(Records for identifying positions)
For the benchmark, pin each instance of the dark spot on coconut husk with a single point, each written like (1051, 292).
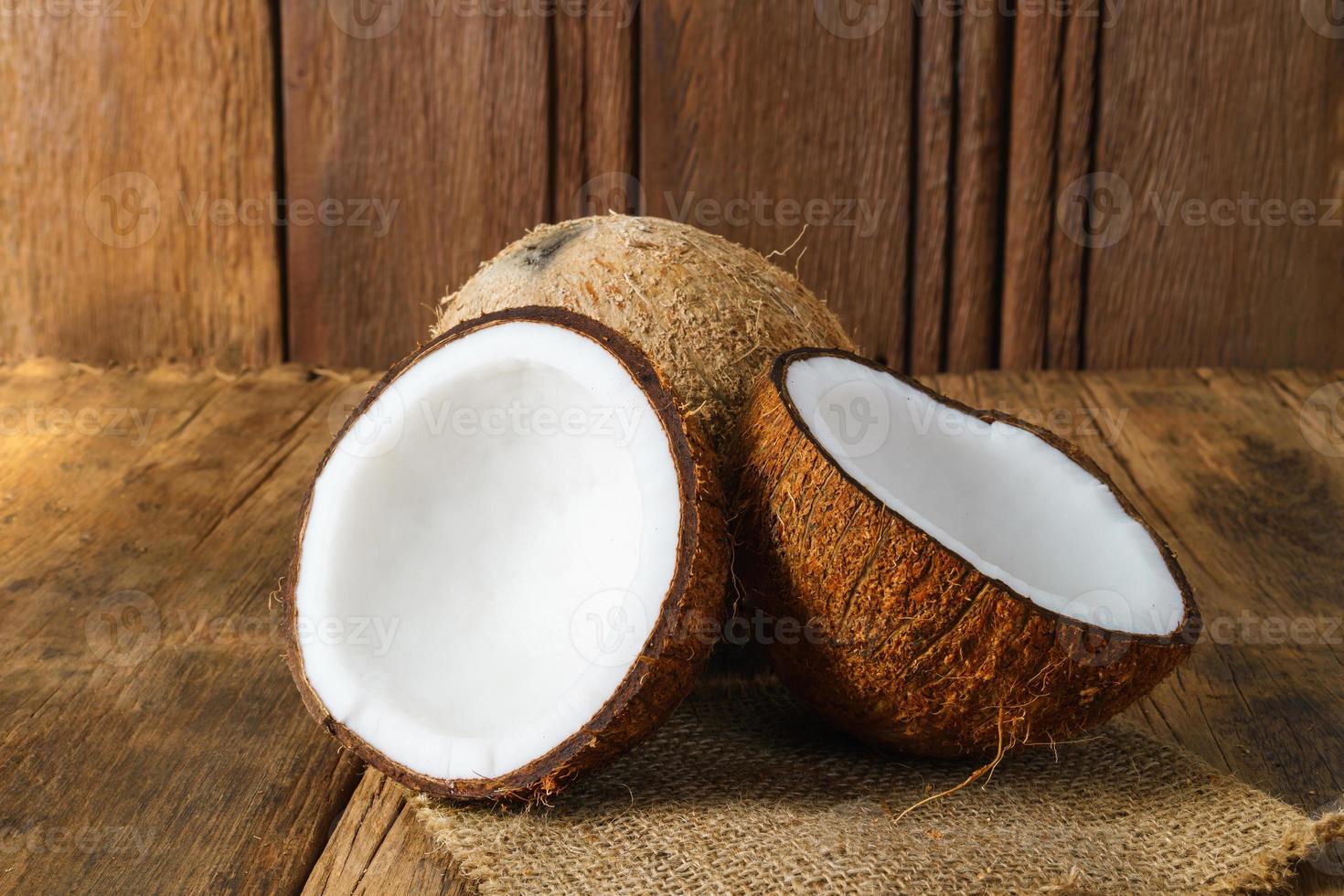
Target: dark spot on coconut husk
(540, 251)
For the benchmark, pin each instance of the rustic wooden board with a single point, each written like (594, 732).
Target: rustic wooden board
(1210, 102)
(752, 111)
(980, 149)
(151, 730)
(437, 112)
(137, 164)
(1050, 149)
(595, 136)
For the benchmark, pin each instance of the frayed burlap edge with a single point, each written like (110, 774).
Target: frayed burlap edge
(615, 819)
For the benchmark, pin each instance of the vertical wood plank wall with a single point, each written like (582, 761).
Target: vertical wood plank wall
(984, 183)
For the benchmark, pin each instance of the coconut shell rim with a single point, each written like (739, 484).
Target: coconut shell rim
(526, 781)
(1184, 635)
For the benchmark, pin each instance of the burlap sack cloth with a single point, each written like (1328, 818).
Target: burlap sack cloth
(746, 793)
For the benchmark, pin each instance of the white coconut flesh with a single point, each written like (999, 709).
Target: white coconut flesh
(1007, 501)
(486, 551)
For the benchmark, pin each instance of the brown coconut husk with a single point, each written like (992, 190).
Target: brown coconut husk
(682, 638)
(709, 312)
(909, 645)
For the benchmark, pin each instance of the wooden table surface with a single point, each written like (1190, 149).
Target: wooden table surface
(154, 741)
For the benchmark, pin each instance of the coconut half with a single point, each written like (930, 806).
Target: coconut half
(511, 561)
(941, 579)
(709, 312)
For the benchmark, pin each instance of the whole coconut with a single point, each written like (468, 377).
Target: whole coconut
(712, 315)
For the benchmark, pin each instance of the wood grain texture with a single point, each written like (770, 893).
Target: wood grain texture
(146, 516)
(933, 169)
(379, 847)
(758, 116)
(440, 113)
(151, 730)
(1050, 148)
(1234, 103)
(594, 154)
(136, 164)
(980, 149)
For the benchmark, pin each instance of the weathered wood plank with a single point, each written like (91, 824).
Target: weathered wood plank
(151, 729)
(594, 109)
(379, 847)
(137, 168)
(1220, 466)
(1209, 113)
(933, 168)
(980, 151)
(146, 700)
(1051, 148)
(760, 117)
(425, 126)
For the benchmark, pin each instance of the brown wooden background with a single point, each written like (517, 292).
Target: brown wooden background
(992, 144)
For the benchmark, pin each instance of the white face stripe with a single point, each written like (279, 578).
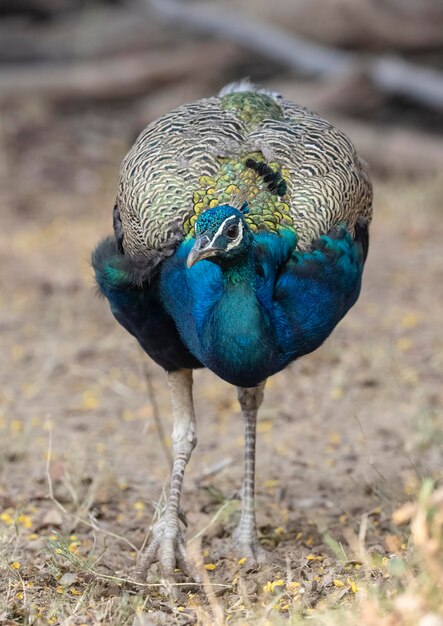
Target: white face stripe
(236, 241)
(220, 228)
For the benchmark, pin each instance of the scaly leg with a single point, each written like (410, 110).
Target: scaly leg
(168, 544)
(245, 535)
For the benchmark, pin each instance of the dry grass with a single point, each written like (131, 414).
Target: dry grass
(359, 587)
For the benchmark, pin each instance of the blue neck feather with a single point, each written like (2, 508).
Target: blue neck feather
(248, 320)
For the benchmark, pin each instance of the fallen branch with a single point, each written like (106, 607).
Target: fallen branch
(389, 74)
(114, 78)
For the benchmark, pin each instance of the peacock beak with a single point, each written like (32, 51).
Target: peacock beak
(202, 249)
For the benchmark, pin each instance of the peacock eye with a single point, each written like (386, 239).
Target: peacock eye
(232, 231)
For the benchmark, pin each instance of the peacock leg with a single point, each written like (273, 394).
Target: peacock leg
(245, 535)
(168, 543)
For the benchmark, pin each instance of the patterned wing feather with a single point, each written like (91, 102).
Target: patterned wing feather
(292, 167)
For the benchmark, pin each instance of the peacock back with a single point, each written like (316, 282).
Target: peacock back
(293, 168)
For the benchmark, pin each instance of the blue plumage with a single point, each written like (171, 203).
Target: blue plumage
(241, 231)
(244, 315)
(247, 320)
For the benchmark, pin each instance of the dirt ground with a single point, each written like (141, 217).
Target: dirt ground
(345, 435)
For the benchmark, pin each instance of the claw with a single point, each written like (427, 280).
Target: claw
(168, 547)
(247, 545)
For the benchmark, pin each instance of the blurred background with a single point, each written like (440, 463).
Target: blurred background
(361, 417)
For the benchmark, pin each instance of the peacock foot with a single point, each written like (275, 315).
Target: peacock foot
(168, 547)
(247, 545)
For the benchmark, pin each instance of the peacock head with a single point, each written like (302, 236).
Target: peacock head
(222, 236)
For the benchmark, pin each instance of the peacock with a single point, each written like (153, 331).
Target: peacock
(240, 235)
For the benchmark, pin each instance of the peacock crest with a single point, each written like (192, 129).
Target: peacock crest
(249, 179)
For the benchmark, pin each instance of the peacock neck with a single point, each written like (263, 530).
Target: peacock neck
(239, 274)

Do this :: Rewrite all the records above, replacing "pin each instance" with "mark every instance" wherever it occurs and changing nothing else. Leave the pictures out of your answer.

Solution for this problem ::
For the benchmark, mark every instance of the dark spot on coconut husk with a single point, each written like (1051, 292).
Target: dark spot on coconut husk
(540, 251)
For the benchmark, mark every instance of the rustic wooden board with a single point, each written like (594, 732).
Target: rustic wooden board
(1210, 102)
(752, 111)
(980, 149)
(151, 730)
(437, 112)
(137, 164)
(1050, 149)
(595, 136)
For the benchmark, mark every instance of the frayed burlap edge with a single point, each written like (110, 774).
Target: frayed burlap edge
(615, 819)
For the benchmark, mark every instance of the vertical wood plank wall with a single point, each written like (582, 761).
Target: vertical wood plank wall
(984, 183)
For the benchmark, mark every instance of the coconut shell rim with a single point, each written like (739, 484).
Target: coconut shell rim
(526, 781)
(1184, 635)
For the benchmark, mark every instance of the burlap sack cloth with a single point, each written like (1328, 818).
Target: burlap sack cloth
(746, 793)
For the benchmark, mark every instance of the white coconut flesh with a single point, each written like (999, 709).
Target: white coconut flesh
(1007, 501)
(486, 551)
For the benchmark, mark every instance of the brown coconut husk with a single point, each written like (992, 190).
Target: brown coconut husk
(682, 638)
(709, 312)
(909, 645)
For the benchmark, mark every instance of the wooden table surface with a single point, each written like (1190, 149).
Target: wooden table surface
(154, 741)
For the benchmark, mark every instance of the coconut half with a single point, each written like (930, 806).
Target: coconut half
(511, 561)
(941, 579)
(709, 312)
For the benchmark, mark every instance of the whole coconut with a single point, each written like (468, 377).
Target: whole coconut
(712, 315)
For the benchmark, mark every instance of the wood grain texture with a single point, each written like (770, 893).
Target: wood grain texture
(146, 516)
(933, 169)
(379, 847)
(758, 116)
(440, 113)
(151, 730)
(1050, 148)
(1234, 103)
(594, 154)
(136, 164)
(980, 149)
For the benchmark, mark every instance of the weathered wood plank with a single point, each written like (91, 824).
Target: weathered wood plank
(151, 729)
(594, 109)
(379, 847)
(137, 168)
(1220, 466)
(1209, 113)
(933, 168)
(980, 151)
(146, 700)
(1051, 148)
(760, 117)
(425, 126)
For the benchmark, mark every instance of the brown wooden background with a single point, each written like (517, 292).
Target: brown wooden background
(992, 144)
For the benchmark, mark every instance of the white face stripe with a single point, each written like (279, 578).
Target: white face stripe
(236, 241)
(220, 228)
For the benchmark, mark every instance of the scaly leg with a single point, each written like (410, 110).
Target: scaly leg
(168, 544)
(245, 535)
For the benchmark, mark every instance of the dry grass with a single point, each written like (131, 414).
Target: dry grass
(359, 587)
For the benchmark, mark every instance of the blue neck feather with a single point, each written like (2, 508).
Target: blue neck feather
(248, 320)
For the benchmark, mark every instance of the fallen branch with a single point, each written like (106, 607).
Target: fallen branch
(389, 74)
(114, 78)
For the benchmark, mark every instance of the peacock beak with a single point, each written like (32, 51).
Target: peacock beak
(202, 249)
For the benchmark, mark every instance of the peacock eye with a single point, each written like (386, 239).
Target: peacock eye
(232, 231)
For the benchmark, mark every instance of the peacock leg with a single point, each written like (273, 394).
Target: peacock leg
(245, 535)
(168, 543)
For the benchmark, mark every instance of the patterned wing feather with a single point, each written like (91, 102).
Target: patterned wing feather
(292, 167)
For the benchmark, mark every instance of the peacock back with a single point, each written like (316, 282).
Target: peacock back
(293, 168)
For the benchmark, mark every instance of the blue plumage with a single point, each written like (171, 203).
Target: blue plumage
(241, 231)
(244, 315)
(247, 320)
For the benchmark, mark every instance of the dirt ground with a single point, each written like (141, 217).
Target: dirt ground
(345, 435)
For the benchmark, mark every instance of the claw with a single point, each written like (427, 280).
Target: claw
(168, 547)
(247, 545)
For the benchmark, mark every instance of the blurred background with a single point, each written like (440, 463).
Target: blurred background
(361, 417)
For the benchmark, mark every instance of the peacock foot with a single point, each written like (275, 315).
Target: peacock foot
(168, 547)
(247, 545)
For the benchmark, mark every instance of the peacock head with a single point, each written like (302, 236).
Target: peacock head
(222, 236)
For the benchmark, mark every instance of the peacock with a single point, each written like (153, 331).
Target: peacock
(240, 235)
For the benchmark, mark every instance of the peacock crest with a single point, each written like (192, 129).
Target: peacock crest
(249, 179)
For the benchmark, mark every instance of the peacock neck with a single point, each written like (263, 530).
Target: peacock neck
(239, 274)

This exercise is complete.